### PAGE EXTRACT
_ _ _ _

In my opinion, it seems that we have been badly served by both Estate Agents and Banks and both professions need external oversight and regulation.

Instead we see Estate Agents and Bankers wandering into the sunset, with the latter in particular still getting paid bonuses in theface of the worst economic crisis in nearly a century, possibly the worst crisis ever.

Still, let them enjoy the fruits of their labour for now. When the catastrophic meltdown comes and currencies devalue in a race to the bottom, their fortunes better be in pork bellies or wheat, because they won't be able to eat their worthless greenbacks.

In the meantime, whatever about criminal cases, where a hugely high burden of proof is required, there is certainly scope for civil cases to be brought and I wonder what measures we could take.

Mods if this post is in the wrong forum, my apologies and if so, please move.

ONQ.


----------



## MrMan (11 Aug 2009)

An EA makes a valuation based on what the current market points to. EA's were and obviously still are blamed for pushing the price up on property, when the fact of the matter is/was prices went up and people continued to pay the price and often beyond it. If you are in negative equity now it may seem plausible to try and lay the blame on others doorsteps, but in the cold light of day repsonsible adults should look at their own decision making processes and evaluate them accordingly.


----------



## Conan (11 Aug 2009)

ong,
I think the Law of Supply and Demand should be blamed.
It's not that long ago when Banks were criticised for their strict lending policies ("How do I stand for a Mortgage? You dont, you kneel"). Yes they lost the plot more recently, consumers also lost the plot ("I have to get on the property ladder").

_ _ _ _

### RECORDED DATA
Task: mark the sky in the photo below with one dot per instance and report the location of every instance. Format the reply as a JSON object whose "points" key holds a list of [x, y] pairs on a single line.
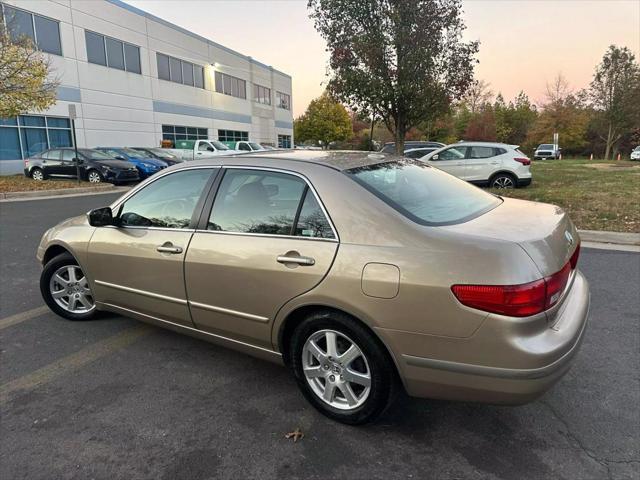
{"points": [[524, 44]]}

_ _ _ _

### TASK REQUIREMENTS
Translate this sentence from the forum thread on estate agents and banks into Spanish: "I think the Law of Supply and Demand should be blamed."

### THE SOLUTION
Creo que la culpa la tiene la ley de la oferta y la demanda.